• **Data provided**

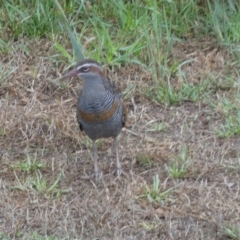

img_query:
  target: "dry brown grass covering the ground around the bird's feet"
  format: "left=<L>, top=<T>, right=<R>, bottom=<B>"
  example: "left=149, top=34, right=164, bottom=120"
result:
left=0, top=39, right=240, bottom=240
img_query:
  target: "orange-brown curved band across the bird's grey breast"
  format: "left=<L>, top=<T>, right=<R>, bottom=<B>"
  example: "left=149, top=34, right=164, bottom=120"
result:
left=78, top=100, right=119, bottom=122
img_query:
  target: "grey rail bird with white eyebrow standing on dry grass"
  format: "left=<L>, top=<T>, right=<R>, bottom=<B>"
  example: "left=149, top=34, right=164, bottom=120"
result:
left=61, top=59, right=126, bottom=179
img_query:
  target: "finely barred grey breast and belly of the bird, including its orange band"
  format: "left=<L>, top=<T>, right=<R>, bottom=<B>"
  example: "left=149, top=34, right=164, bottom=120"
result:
left=77, top=78, right=123, bottom=139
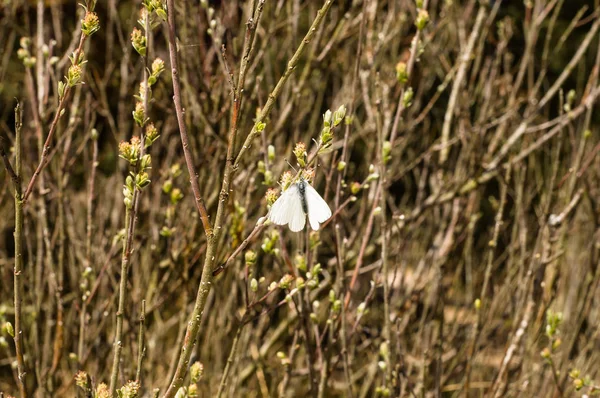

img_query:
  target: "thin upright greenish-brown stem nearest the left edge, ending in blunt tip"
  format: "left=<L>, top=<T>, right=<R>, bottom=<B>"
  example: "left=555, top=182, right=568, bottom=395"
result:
left=14, top=103, right=27, bottom=398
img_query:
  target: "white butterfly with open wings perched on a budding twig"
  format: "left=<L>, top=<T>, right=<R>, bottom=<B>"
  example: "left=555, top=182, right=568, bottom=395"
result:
left=269, top=179, right=331, bottom=232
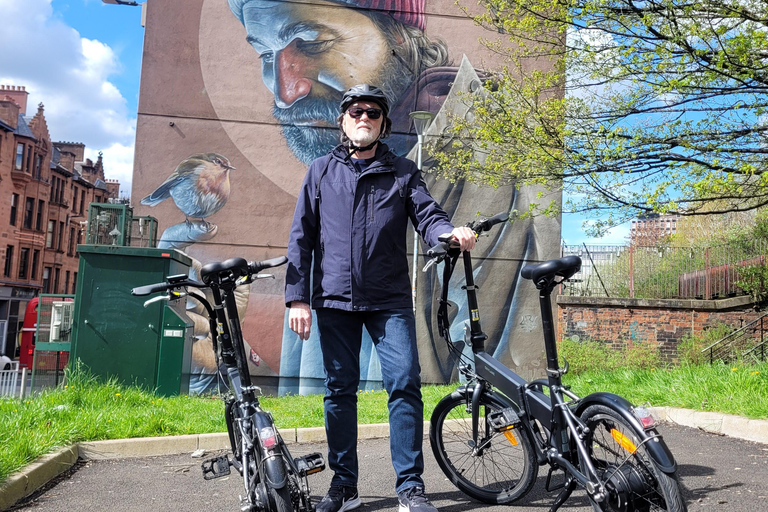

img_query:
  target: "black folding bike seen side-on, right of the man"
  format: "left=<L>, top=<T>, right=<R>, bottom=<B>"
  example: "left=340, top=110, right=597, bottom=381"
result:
left=425, top=214, right=687, bottom=512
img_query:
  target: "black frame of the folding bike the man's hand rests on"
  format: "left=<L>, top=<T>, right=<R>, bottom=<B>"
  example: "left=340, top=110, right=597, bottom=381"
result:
left=438, top=239, right=676, bottom=511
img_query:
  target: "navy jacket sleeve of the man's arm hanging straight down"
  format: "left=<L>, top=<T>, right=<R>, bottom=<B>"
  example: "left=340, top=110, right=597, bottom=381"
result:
left=285, top=163, right=319, bottom=306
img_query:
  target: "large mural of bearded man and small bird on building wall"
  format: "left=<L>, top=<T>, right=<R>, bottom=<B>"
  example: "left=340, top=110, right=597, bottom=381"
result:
left=133, top=0, right=560, bottom=392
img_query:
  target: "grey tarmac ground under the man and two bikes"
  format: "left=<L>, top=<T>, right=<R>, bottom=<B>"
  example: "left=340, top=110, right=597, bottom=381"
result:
left=15, top=424, right=768, bottom=512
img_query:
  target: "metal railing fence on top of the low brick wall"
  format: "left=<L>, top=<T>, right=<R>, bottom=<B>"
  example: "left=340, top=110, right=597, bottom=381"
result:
left=562, top=242, right=768, bottom=299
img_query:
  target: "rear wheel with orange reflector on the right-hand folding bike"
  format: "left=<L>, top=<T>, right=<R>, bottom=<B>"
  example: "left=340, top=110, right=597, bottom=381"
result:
left=581, top=405, right=687, bottom=512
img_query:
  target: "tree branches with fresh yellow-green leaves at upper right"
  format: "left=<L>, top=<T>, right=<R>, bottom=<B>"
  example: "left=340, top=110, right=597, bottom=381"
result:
left=428, top=0, right=768, bottom=233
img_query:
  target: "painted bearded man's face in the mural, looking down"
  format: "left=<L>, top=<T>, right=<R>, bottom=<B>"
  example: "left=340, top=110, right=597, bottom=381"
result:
left=243, top=0, right=413, bottom=163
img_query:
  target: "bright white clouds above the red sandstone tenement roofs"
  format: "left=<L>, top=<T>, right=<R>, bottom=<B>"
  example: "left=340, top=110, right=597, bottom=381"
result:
left=0, top=0, right=136, bottom=191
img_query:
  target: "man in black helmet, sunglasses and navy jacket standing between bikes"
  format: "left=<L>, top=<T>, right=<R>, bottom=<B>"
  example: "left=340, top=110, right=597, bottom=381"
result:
left=285, top=84, right=475, bottom=512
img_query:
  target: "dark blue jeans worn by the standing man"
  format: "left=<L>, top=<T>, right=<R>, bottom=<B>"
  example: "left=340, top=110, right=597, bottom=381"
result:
left=316, top=308, right=424, bottom=493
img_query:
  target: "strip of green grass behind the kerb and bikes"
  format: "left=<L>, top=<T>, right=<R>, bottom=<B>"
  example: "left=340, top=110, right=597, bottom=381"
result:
left=0, top=363, right=768, bottom=483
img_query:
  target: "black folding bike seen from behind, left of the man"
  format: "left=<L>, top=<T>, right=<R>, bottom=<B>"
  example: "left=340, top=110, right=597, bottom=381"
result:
left=132, top=256, right=325, bottom=512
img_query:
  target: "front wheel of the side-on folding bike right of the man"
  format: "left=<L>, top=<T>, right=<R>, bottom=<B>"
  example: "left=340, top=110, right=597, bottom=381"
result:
left=429, top=391, right=539, bottom=504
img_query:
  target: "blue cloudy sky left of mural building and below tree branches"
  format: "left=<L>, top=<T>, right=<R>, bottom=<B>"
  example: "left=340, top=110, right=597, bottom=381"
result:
left=0, top=0, right=628, bottom=244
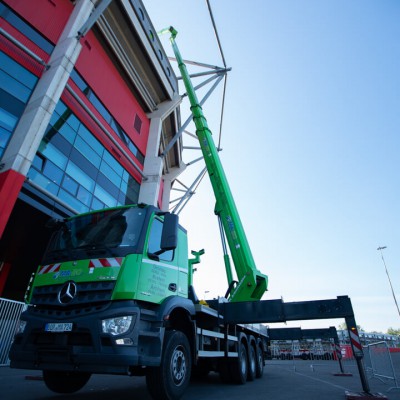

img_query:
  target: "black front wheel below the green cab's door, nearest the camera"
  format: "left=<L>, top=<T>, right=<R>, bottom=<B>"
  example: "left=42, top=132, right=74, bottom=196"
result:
left=146, top=331, right=192, bottom=400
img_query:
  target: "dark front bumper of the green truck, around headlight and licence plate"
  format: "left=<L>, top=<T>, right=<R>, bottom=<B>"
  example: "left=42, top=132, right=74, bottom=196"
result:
left=9, top=301, right=163, bottom=374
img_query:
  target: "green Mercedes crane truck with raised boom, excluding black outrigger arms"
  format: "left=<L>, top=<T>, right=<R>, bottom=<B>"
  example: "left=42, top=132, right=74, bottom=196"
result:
left=10, top=28, right=268, bottom=399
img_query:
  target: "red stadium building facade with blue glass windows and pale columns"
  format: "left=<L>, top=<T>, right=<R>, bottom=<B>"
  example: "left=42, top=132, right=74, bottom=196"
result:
left=0, top=0, right=181, bottom=300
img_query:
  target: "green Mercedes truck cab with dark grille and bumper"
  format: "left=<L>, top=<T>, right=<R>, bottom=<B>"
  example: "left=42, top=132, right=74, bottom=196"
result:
left=10, top=205, right=200, bottom=392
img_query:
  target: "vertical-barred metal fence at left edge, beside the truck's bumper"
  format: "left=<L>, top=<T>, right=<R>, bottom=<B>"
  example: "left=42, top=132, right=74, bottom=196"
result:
left=0, top=297, right=27, bottom=366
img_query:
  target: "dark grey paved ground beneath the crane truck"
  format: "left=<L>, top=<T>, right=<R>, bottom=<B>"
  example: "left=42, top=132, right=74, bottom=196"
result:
left=0, top=353, right=400, bottom=400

• **Required action**
If a line in the material above contains the word "around", copy it.

• **Exercise response**
  target: "dry brown grass covering the ground around the bird's feet"
  target: "dark front bumper of the green truck, around headlight and licence plate"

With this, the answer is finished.